What the task asks:
Word for word, restate every entry shown below.

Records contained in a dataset
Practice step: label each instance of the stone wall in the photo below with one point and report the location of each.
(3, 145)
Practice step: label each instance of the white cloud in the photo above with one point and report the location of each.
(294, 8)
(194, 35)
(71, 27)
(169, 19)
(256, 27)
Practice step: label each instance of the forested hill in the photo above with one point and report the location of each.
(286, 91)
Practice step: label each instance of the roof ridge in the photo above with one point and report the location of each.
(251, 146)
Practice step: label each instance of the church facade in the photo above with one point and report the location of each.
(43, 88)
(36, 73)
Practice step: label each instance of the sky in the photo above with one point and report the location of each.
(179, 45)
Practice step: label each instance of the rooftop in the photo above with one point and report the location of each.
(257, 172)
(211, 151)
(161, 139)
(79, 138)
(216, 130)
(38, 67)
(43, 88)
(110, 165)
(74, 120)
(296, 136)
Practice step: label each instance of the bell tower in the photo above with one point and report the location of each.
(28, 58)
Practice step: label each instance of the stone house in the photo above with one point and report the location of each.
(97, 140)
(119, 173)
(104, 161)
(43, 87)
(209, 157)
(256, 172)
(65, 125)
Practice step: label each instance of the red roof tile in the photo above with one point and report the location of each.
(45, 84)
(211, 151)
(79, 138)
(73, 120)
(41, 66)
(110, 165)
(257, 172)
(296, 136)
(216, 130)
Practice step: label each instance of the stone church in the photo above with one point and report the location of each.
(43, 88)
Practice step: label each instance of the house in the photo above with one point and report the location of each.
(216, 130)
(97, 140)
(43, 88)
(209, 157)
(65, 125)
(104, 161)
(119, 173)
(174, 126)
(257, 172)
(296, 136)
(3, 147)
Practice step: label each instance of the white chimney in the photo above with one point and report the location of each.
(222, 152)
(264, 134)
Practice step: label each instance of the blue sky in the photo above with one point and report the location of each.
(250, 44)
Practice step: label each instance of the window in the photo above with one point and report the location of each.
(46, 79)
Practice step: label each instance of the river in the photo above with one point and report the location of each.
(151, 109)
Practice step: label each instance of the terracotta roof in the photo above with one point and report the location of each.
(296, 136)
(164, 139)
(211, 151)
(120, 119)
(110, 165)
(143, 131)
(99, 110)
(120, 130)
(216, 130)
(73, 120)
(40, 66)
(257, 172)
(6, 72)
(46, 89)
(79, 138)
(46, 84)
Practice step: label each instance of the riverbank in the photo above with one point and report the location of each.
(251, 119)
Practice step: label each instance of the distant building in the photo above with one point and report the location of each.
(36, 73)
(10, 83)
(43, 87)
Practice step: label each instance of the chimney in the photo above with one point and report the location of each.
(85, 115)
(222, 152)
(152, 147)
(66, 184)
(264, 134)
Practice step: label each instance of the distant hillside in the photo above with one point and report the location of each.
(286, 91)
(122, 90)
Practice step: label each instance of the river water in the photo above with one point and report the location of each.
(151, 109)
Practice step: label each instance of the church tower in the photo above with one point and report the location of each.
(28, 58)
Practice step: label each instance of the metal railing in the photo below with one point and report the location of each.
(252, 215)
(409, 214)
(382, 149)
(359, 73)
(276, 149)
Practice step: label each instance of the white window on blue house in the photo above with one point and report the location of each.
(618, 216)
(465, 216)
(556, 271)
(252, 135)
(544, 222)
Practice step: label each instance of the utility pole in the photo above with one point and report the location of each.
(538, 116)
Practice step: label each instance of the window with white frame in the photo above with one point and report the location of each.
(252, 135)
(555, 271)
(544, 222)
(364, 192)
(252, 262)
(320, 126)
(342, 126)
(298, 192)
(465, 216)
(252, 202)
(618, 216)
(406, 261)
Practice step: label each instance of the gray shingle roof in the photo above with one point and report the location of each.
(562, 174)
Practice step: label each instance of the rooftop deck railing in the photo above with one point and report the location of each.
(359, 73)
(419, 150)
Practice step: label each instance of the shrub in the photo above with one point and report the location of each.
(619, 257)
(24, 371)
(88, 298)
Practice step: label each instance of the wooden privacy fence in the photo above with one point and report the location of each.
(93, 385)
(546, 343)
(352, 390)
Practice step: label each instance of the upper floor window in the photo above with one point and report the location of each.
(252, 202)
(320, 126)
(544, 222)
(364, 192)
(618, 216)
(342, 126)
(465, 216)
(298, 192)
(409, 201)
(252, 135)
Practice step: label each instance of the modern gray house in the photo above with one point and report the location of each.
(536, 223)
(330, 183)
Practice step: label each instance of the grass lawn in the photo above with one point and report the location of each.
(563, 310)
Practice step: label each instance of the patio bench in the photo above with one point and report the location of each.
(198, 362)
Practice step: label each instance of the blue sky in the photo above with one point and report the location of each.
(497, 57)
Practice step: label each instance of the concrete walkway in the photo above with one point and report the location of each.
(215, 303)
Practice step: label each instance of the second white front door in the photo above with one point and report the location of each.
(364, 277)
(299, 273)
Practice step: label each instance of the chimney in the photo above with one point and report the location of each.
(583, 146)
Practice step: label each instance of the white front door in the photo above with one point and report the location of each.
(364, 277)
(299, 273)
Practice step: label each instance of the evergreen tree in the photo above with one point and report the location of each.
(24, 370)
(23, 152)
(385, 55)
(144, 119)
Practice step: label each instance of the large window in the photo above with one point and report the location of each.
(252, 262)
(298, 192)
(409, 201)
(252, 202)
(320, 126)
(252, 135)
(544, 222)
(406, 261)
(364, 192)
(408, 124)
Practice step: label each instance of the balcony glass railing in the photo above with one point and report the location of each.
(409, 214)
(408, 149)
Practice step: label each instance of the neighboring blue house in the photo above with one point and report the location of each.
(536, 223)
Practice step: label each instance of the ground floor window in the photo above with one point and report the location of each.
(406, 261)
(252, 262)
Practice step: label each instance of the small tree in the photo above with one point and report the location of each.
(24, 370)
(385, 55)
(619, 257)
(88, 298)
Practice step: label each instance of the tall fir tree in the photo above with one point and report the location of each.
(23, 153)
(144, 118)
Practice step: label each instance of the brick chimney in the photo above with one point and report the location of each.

Worked solution:
Practice step: label each instance of the stone wall in the photo below with one point and report the location of each.
(3, 145)
Practice step: label each instance of the white cloud in the photo above with one point and report the location of each.
(294, 8)
(194, 35)
(71, 27)
(169, 19)
(256, 27)
Practice step: label each instance of the forested hill in the photo above with one point and report the location of each.
(286, 91)
Practice step: label each instance of the roof ridge in the photo above with one point and report the location of each.
(251, 146)
Practice step: label each instance of the church facade in the photo above with one point and report the location of each.
(43, 88)
(36, 73)
Practice step: label each instance of the sky in the photo above with one point and report the location of each.
(179, 45)
Practice step: label each instance of the rooftop in the photo above with one point and report the location of each.
(257, 172)
(211, 151)
(161, 139)
(79, 138)
(216, 130)
(38, 67)
(43, 88)
(110, 165)
(74, 120)
(296, 136)
Practice step: label each instance of the bell tower in the photo above with one point and report the location of each.
(28, 58)
Practice step: label each instance of the stone house in the photo above with one point and report the location of each.
(97, 140)
(119, 173)
(104, 161)
(43, 87)
(209, 157)
(256, 172)
(65, 125)
Practice step: label each instance of the red roof tile in the photo above with one point and report the location of each.
(45, 84)
(211, 151)
(79, 138)
(73, 120)
(41, 66)
(110, 165)
(257, 172)
(296, 136)
(216, 130)
Practice step: label each instance of the stone church in the photo above with one point and report the location of each.
(43, 88)
Practice step: label each instance of the house in the photo above with one point and report the location of each.
(216, 130)
(97, 140)
(43, 88)
(209, 157)
(65, 125)
(104, 161)
(119, 173)
(174, 126)
(257, 172)
(296, 136)
(3, 147)
Practice step: label each instance of the white chimney in the photo above with one point and report the location of each.
(222, 152)
(264, 134)
Practice step: label each instance of the blue sky in the photo above with one point and report the location of each.
(250, 44)
Practice step: label each instance of the window in the photo above with one point and report the location of each.
(46, 79)
Practice step: label each instance of the river in the photo above with one point and report the location of each.
(151, 109)
Practice step: label each instance of the terracotta roof in the photo above with one point and report the location of each.
(296, 136)
(164, 139)
(211, 151)
(120, 119)
(110, 165)
(143, 131)
(99, 110)
(120, 130)
(216, 130)
(73, 120)
(40, 66)
(257, 172)
(6, 72)
(46, 89)
(79, 138)
(46, 84)
Practice step: label each instance of the riverbank in the photo above with one point and report the location of each.
(251, 119)
Practice step: label each instance of the distant building in the photo above with one point and report the location of each.
(36, 73)
(10, 83)
(43, 87)
Practice step: label each instance of the chimney in the photo above with one point and report the location of each.
(85, 115)
(222, 152)
(152, 147)
(66, 184)
(264, 134)
Practice step: label each instance of the distant hillside in the photo above with one point and report the location of each.
(286, 91)
(122, 90)
Practice step: label each instance of the river water in the photo above with one point and report the location of each.
(151, 109)
Practice step: label each instance of the church tower in the photo above with one point and report the location of each.
(28, 58)
Practice step: label each instance of the metal railing in the photo below with one point and report the location of each.
(252, 215)
(409, 214)
(382, 149)
(359, 73)
(276, 149)
Practice step: label each instance of the white window on blue house in the photo above with one point and report the location of each.
(618, 216)
(465, 216)
(556, 271)
(252, 135)
(544, 222)
Practice step: label each instance of the utility pole in the photo above with one point and report the location of each.
(538, 116)
Practice step: label each instance of the window with white frame in the photo above with one point and report the location of each.
(252, 135)
(555, 271)
(544, 222)
(364, 192)
(252, 262)
(320, 126)
(342, 126)
(298, 192)
(465, 216)
(252, 202)
(618, 216)
(406, 261)
Practice step: label each instance of the gray shingle roof in the photo above with one point and report the location of each.
(562, 174)
Practice step: label each instance of the rooftop deck railing in the photo above with one point and report the location of each.
(359, 73)
(419, 150)
Practice step: label each instance of the shrub in the photo above with one point and report the location of each.
(619, 257)
(24, 371)
(88, 298)
Practice step: label each instance of the wooden privacy fence in the photo above with one point and report the location of each.
(93, 385)
(546, 343)
(352, 390)
Practice step: label each instance of the upper floor window in the photo above with one point and report the location of each.
(252, 202)
(320, 126)
(544, 222)
(364, 192)
(618, 216)
(342, 126)
(465, 216)
(298, 192)
(409, 201)
(252, 135)
Practice step: label each instance of the modern gray house in the photo above with one point and report the location of each.
(536, 223)
(330, 183)
Practice step: label each instance of the grass lawn in the photo above with one point and report the location of each.
(563, 310)
Practice step: label each instance of the patio bench in the photo above with one point and report the location of each.
(198, 362)
Practice step: label each instance of the blue sky in the photo above with one point and report the location of each.
(497, 57)
Practice step: label each instance of the concrete walkway in the photo above with one point and report the location of each.
(215, 303)
Practice step: label each instance of the second white front door in the photo above with one point and report the location of each.
(364, 277)
(299, 273)
Practice step: label each instance of the chimney in the photo above with one point and report the location of each.
(583, 146)
Practice step: label each instance of the white front door in the photo above with one point and report the location of each.
(364, 277)
(299, 273)
Practice step: label each instance of the evergreen tree in the photo above with one point and report the location of each.
(24, 370)
(23, 152)
(385, 55)
(144, 119)
Practice step: label each instance of the large window in the photo above with one point and report the location of each.
(252, 262)
(298, 192)
(409, 201)
(252, 202)
(320, 126)
(252, 135)
(544, 222)
(406, 261)
(364, 192)
(408, 124)
Practice step: label each instance of the balcony glass railing in the photo above with one point and report the location of each.
(409, 214)
(408, 149)
Practice step: label each instance of the neighboring blue house in the photo above with one point and report the location of each.
(536, 223)
Practice step: label each instance of the ground floor window in the photo above with one point and report the location of each.
(406, 261)
(252, 262)
Practice step: label each instance of the small tree in the photo above with one point and report the location of each.
(24, 370)
(385, 55)
(619, 257)
(88, 298)
Practice step: label each instance of the tall fir tree in the photo above with one point and report the location of each.
(23, 153)
(144, 118)
Practice step: label each instance of the brick chimney in the photo above with one point and report the location of each.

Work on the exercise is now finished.